Para quem não lembra, o manjericão é aquela erva aromática colocada sobre a pizza Margherita, junto ao tomate, muçarela e azeite.
Foram os povos egípcios quem, ao perceber que certos arbustos liberavam aromas agradáveis, ao serem queimados, passaram a utilizá-los como perfume. Aos poucos se descobriu suas funções medicinais e sua contribuição ao sabor dos alimentos.
Originário da Índia, o manjericão é um arbusto que chega a atingir 50cm de altura. Suas folhas (de onde se desprende o sabor doce e picante) têm uma forma semelhante à do coração (foi considerado símbolo do amor, na Itália, e do luto, na Grécia) e suas pequeninas flores vão da cor branca à púrpura.
O manjericão nos envolve e nos toma a atenção dos sentidos!
A cineasta Lina Wertemuller, olhar crítico e sensível sobre a sociedade italiana, que o diga! Em 1986 ela lançou o filme Noite de verão com perfil grego, olhos amendoados e cheiro de manjericão.
Experimente! Inebrie-se, entregue-se, sorria aromas manjericais!

OMELETE - "A GRANDE NOITE"

Cinema é uma das minhas paixões! Imagem só quando o sabor permeia as cenas e se torna protagonista!
Fantástico, maravilhoso! Não fosse a frustração por não encontrar palavras que definam em toda a sua plenitude a beleza desta obra-prima, eu me encontraria no mais absoluto estado de graça. Os diretores Stanley Tucci e Campbell Scott presenteiam-nos com “A Grande Noite”, onde a emoção e o paladar são seduzidos em toda a sua exacerbação.
O enredo se exalta na busca de sonhos, na determinação de princípios, ou no confronto destes com as metas traçadas, ao mesmo tempo em que nos embala numa suavidade eufórica, ao contemplar o debruçar da alma no preparo dos alimentos. É a história de dois irmãos italianos, Primo (Tony Shalhoub) e Secondo (Stanley Tucci), que montam um restaurante em Nova Jersey, nos anos 50, procurando transmitir em cada nuance a verdadeira essência da gastronomia italiana. Os clientes são escassos além de estarem mais interessados em comer do que saborear, e as dividas se avolumam. Enquanto Secondo representa o real, a razão, a luta pela viabilidade da concretização de um sonho, embora o seu lado de emotivo italiano, por vezes o faça transpirar no calor da emoção, Primo representa o idealismo, a lealdade às raízes, a preservação do sentimento impregnado em cada tempero e traduzido no detalhe de cada gesto. A grande noite representa para o primeiro um passo decisivo rumo ao sucesso, mas para o segundo ela se revela como uma ameaça à integridade do artista que expõe o paladar fazendo dos ingredientes sua matéria prima e dando-lhes forma ao despertar todos os sentidos.

# DADOS FORNECIDOS
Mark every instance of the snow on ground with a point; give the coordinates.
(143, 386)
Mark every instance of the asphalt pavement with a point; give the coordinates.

# APLIQUE A LEITURA
1 – Responda com base no texto sobre o manjericão e o cinema:
(a) De onde é originário o manjericão?
(b) Em que lugar e em que década os irmãos Primo e Secondo montam o restaurante?
(c) Quem dirigiu o filme "A Grande Noite"?
2 – Prossiga o texto sobre o manjericão e o cinema a partir da última frase apresentada.
As linhas não têm relação com o texto sobre o manjericão e o cinema.

# TAREFAS RESOLVIDAS
1 –
(a) Da Índia.
(b) Em Nova Jersey, nos anos 50.
(c) Stanley Tucci e Campbell Scott.

2 –
A trilha sonora é envolvente no resgate da melodia italiana, e se encaixa perfeitamente em cada situação.
Os diálogos primam pela simplicidade de códigos e a complexidade de emoções.
As imagens são belíssimas, ora frenéticas, ora serenas, numa cadência que inebria o espírito, e o visual dos pratos que compõem a grande noite é de dar água na boca. A elaboração do “Tímpano”, receita sigilosa passada através das gerações, faz com que queiramos invadir a tela, e nos deixar invadir pela descoberta de seu sabor, aroma e textura. Mas o momento mais delicadamente intenso, é a preparação em tempo real de uma simples omelete, para onde se converge todo o teor emocional do filme.
Após ter assistido duas vezes seguidas a este delicioso filme, ainda envolvida pelo clima que transpira em cada cena onde o alimento está presente, dirigi-me à cozinha, e com toda a alma passeei pelo mágico mundo onde sabores, aromas, cores, consistências se abraçam e exalam um prazer indescritível.
Um bom cozinheiro se identifica na qualidade de pratos simples, onde o verdadeiro paladar não se permite mascarar.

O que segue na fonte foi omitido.